### Work to complete
Output the records below as a two-column CSV with the headers "prompt" and "boxes", giving one row for every text and its answer. Put each in a single quoted field with line breaks changed to spaces, and leave the pictures out.

--- start Supplied data ---

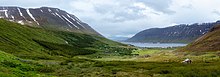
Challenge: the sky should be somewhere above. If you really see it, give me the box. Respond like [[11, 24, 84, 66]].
[[0, 0, 220, 40]]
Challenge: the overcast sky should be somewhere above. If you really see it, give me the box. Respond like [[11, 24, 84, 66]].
[[0, 0, 220, 39]]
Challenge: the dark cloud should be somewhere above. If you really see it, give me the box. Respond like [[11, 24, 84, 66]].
[[137, 0, 175, 14]]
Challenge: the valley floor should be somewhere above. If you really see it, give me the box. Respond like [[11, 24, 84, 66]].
[[0, 48, 220, 77]]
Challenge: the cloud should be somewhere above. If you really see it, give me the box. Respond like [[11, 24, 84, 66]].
[[0, 0, 220, 38]]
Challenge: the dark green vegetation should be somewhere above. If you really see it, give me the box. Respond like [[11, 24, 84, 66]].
[[179, 25, 220, 52], [126, 21, 220, 43], [0, 20, 134, 60], [0, 19, 220, 77]]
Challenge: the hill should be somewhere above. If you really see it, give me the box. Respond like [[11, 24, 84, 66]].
[[0, 6, 100, 35], [126, 21, 220, 43], [0, 19, 134, 59], [178, 24, 220, 52]]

--- end Supplied data ---

### Final result
prompt,boxes
"Challenge: the sky should be somewhere above. If you really see it, give me the box. Respond like [[11, 24, 84, 66]].","[[0, 0, 220, 40]]"
"Challenge: the overcast sky should be somewhere above. If you really see it, give me the box. Respond like [[11, 24, 84, 66]].","[[0, 0, 220, 39]]"
"Challenge: the dark cloud should be somewhere above. If you really see it, give me the box. Respond like [[11, 24, 84, 66]].","[[137, 0, 175, 14]]"
"Challenge: the valley floor should be somewhere above. If you really see it, give me the box. Respond like [[11, 24, 84, 66]].","[[0, 48, 220, 77]]"
"Challenge: the cloud should be somewhere above. If you really see it, give me the box. Respond like [[11, 24, 84, 66]].","[[0, 0, 220, 38]]"
"Challenge: the dark green vegetation should be somewhere above. If you really see it, give me the box. Respond like [[11, 24, 84, 66]].","[[179, 25, 220, 52], [126, 21, 220, 43], [0, 20, 134, 60], [0, 19, 220, 77]]"
"Challenge: the hill should be somewhere above. If you really see it, give me the box. Respond like [[11, 24, 84, 66]].","[[0, 6, 100, 35], [126, 21, 220, 43], [0, 19, 134, 59], [178, 24, 220, 52]]"